• **Source data**
+===+

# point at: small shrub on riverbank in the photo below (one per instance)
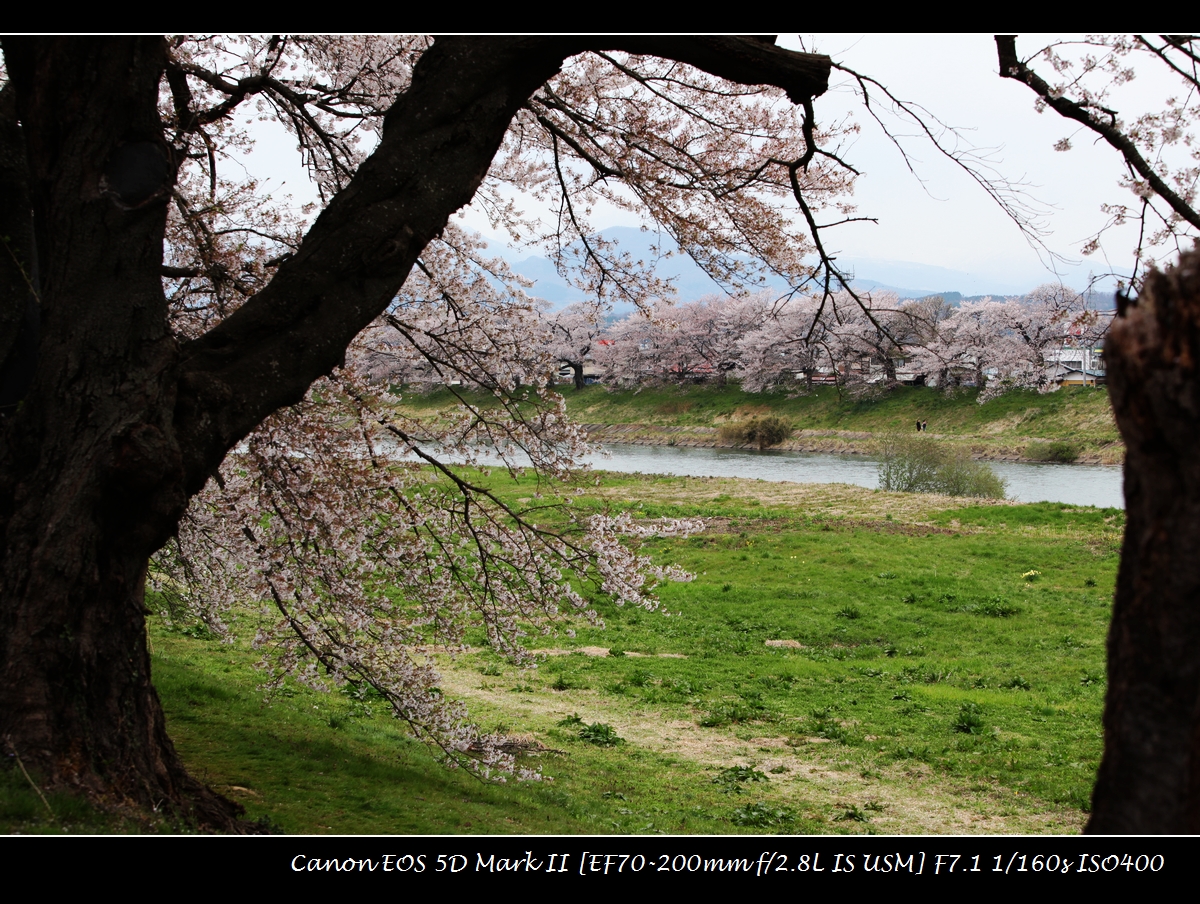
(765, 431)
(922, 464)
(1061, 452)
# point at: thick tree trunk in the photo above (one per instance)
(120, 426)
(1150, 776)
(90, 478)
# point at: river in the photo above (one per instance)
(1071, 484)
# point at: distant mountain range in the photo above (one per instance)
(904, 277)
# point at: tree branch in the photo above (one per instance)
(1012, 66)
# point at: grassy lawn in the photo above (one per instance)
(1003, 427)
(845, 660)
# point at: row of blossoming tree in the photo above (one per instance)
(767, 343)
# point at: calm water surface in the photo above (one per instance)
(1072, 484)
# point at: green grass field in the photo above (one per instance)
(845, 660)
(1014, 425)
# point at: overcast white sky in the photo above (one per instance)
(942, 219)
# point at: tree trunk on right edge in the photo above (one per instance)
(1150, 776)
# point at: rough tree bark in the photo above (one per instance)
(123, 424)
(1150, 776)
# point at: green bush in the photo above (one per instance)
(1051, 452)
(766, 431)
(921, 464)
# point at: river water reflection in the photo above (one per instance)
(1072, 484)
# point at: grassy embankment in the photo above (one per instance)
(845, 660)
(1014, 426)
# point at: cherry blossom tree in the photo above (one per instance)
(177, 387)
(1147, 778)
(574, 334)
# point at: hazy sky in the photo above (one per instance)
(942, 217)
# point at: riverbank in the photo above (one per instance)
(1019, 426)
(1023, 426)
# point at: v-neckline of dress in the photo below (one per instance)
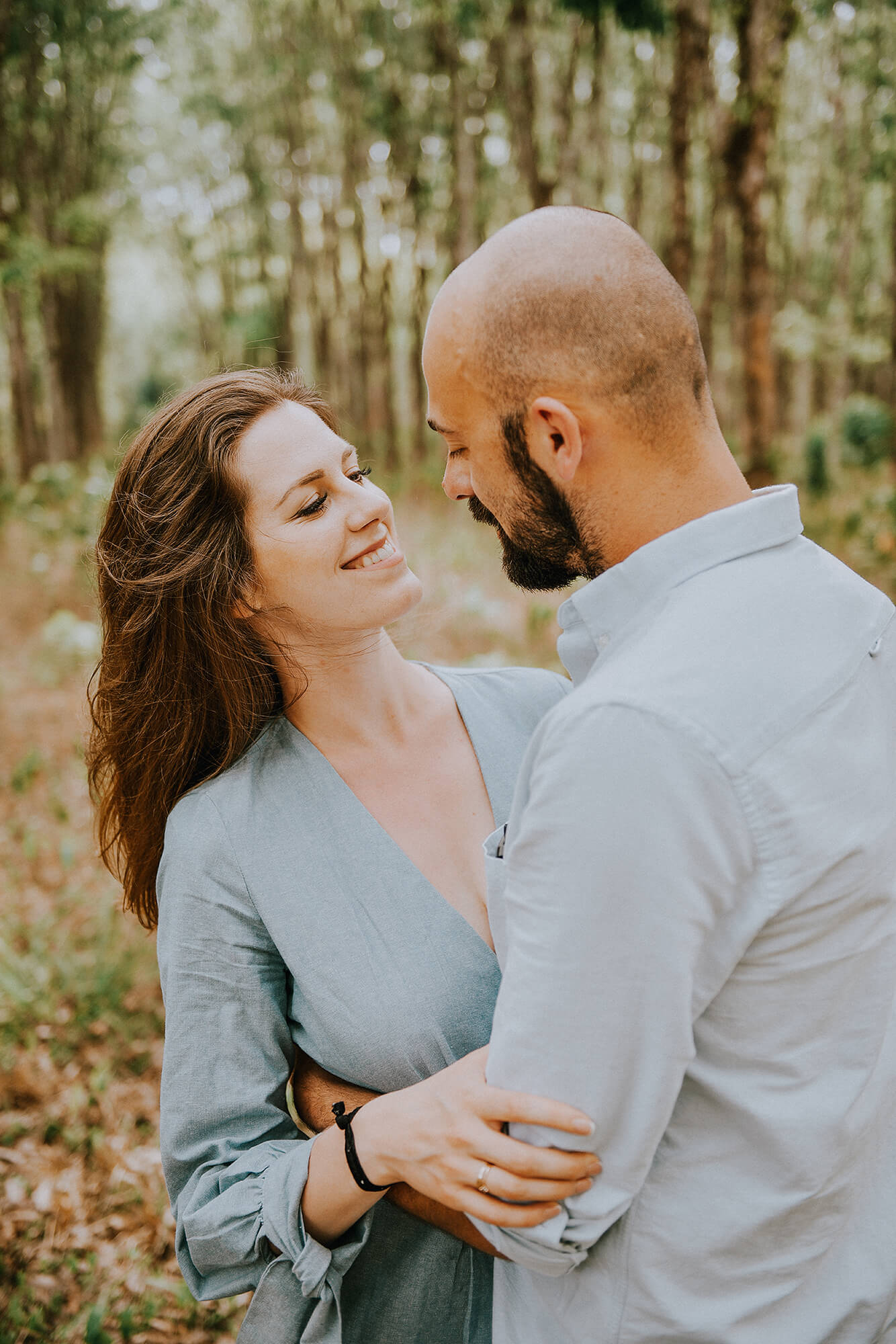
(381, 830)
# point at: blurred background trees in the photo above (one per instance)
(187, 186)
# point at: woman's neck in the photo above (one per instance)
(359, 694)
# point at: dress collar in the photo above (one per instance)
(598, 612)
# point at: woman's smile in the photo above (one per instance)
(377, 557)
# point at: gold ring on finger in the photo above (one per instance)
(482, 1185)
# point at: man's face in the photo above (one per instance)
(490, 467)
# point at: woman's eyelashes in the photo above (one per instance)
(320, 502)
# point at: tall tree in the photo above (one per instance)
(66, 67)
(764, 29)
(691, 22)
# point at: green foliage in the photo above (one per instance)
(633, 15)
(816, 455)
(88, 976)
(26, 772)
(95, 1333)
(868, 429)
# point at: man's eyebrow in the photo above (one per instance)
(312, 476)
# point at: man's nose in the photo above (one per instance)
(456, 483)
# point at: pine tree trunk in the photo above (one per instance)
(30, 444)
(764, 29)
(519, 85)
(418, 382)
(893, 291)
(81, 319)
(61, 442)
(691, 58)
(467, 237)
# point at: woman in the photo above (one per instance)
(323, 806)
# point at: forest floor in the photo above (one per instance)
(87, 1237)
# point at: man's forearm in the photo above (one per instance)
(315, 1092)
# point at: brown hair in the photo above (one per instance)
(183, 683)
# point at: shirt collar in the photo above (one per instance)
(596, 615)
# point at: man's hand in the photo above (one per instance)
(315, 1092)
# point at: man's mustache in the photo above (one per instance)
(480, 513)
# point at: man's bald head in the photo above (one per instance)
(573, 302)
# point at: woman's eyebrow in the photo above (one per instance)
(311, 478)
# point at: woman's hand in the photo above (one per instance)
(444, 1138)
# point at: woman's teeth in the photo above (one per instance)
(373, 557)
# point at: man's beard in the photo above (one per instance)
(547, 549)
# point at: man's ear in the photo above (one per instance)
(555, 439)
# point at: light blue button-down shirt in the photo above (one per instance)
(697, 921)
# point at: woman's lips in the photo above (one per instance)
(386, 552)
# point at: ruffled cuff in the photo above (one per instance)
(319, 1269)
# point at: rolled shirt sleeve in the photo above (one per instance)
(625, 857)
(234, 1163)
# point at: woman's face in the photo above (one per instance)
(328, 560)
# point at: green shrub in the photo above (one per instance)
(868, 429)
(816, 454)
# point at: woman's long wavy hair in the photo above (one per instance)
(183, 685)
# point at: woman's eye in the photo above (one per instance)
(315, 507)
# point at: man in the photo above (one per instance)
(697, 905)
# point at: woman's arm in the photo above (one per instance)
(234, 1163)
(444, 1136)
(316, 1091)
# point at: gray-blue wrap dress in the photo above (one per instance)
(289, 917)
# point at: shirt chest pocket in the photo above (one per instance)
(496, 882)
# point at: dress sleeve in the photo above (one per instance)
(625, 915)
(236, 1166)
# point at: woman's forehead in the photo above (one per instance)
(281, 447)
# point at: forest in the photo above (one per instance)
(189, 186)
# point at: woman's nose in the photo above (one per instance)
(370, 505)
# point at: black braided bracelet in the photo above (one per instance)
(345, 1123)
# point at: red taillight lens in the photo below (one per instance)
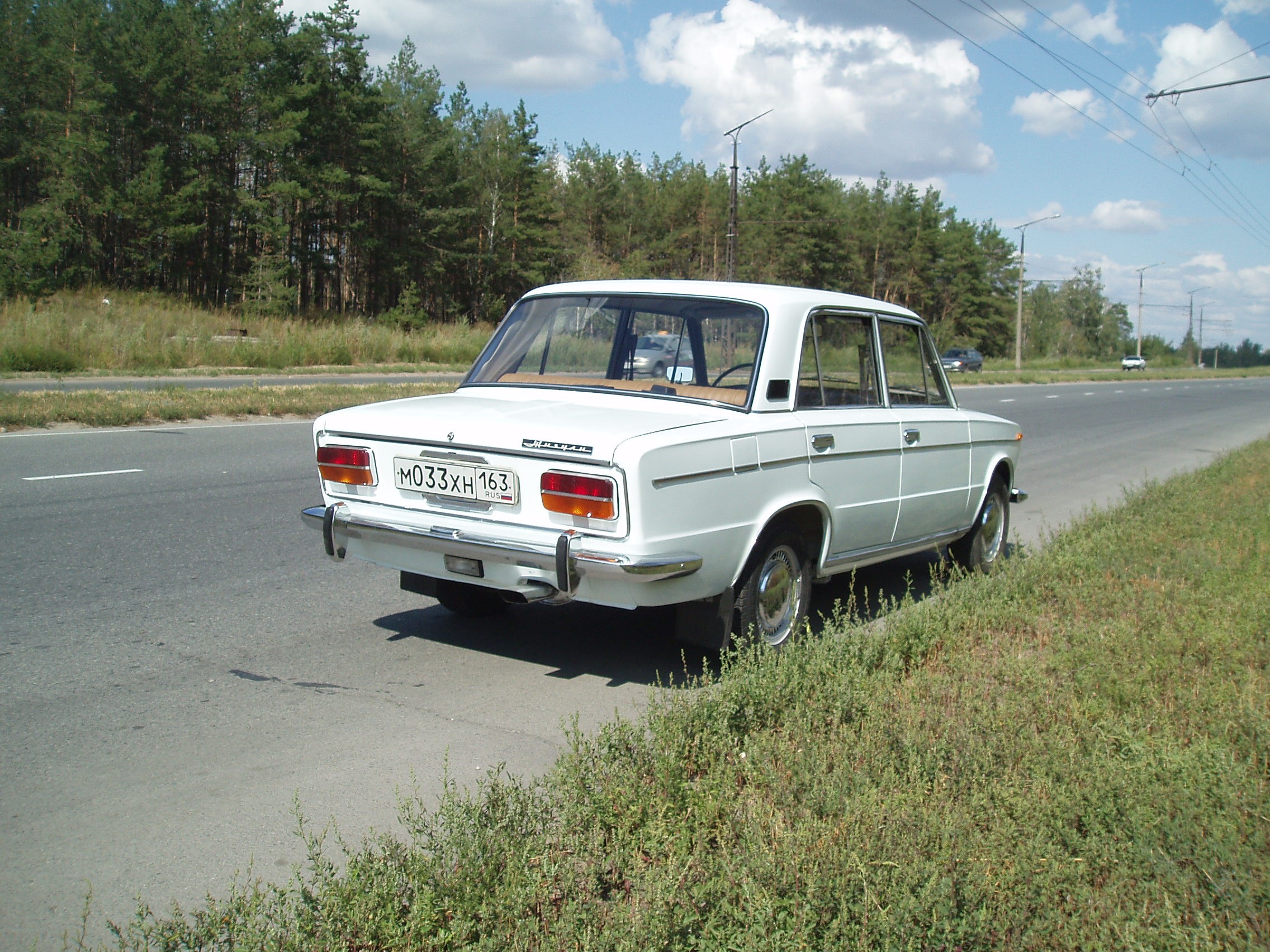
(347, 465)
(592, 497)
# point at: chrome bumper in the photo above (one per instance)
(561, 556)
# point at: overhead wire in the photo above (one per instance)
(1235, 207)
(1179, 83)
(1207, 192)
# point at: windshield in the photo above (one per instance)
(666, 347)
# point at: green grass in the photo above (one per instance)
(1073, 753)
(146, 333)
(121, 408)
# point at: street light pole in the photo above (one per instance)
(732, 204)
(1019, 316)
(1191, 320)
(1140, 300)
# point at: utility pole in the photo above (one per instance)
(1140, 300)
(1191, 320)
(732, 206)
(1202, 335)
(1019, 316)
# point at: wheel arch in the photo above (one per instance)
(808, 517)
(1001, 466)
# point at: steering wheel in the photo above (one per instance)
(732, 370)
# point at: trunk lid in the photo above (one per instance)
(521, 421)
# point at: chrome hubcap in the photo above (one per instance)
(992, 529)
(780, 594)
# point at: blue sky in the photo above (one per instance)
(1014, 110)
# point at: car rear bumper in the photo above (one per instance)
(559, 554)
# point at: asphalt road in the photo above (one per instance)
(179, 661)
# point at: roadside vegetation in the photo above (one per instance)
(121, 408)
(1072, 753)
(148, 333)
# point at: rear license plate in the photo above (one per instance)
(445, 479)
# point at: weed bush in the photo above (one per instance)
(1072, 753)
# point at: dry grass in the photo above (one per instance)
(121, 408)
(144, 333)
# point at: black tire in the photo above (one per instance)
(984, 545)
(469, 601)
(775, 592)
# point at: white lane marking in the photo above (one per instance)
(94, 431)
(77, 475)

+===+

Transcribe the records word for word, from their first line through the line containing "(482, 1185)", and include both of those lines. Leave the pictures out of your copy.

# point at: small shrub on riverbank in the photo below (one per instance)
(765, 431)
(922, 464)
(1061, 452)
# point at: thick tree trunk in the photo above (one per instance)
(120, 426)
(1150, 776)
(90, 478)
# point at: river in the photo above (one per instance)
(1071, 484)
# point at: distant mountain range in the photo above (one per instance)
(904, 277)
# point at: tree branch in the photo above (one per instance)
(1012, 66)
# point at: grassy lawn in the photo above (one per instance)
(1003, 427)
(845, 660)
# point at: row of blossoming tree in the photo above (one per instance)
(767, 343)
# point at: calm water surface in the photo above (one per instance)
(1072, 484)
# point at: green grass field in the photo above (one per instance)
(845, 660)
(1014, 425)
# point at: overcast white sky in the photo above (one per instance)
(942, 219)
# point at: tree trunk on right edge in the photo above (one per instance)
(1150, 776)
# point at: rough tree bark in the photo above (one per instance)
(123, 424)
(1150, 776)
# point at: green bush in the photo above (one per instance)
(1051, 452)
(766, 431)
(921, 464)
# point at: river water reflection in the photo above (one per instance)
(1072, 484)
# point at: grassy embankment in the photo above (one per instance)
(845, 660)
(1014, 426)
# point at: cherry blossom tree in the photo above (one per instance)
(177, 387)
(1147, 778)
(574, 334)
# point at: hazy sky in the photo above (one per instance)
(942, 217)
# point at: riverbank in the photo above (one per instance)
(1019, 426)
(1023, 426)
# point at: v-neckline of dress in the photo below (one per instance)
(381, 830)
# point at: blurred background trees in the photo above (one per instance)
(187, 186)
# point at: woman's neck in the photo above (one per instance)
(359, 694)
# point at: dress collar in the photo above (one per instance)
(598, 612)
# point at: woman's smile in the photo above (one per instance)
(377, 557)
# point at: gold ring on finger in the photo above (one per instance)
(482, 1185)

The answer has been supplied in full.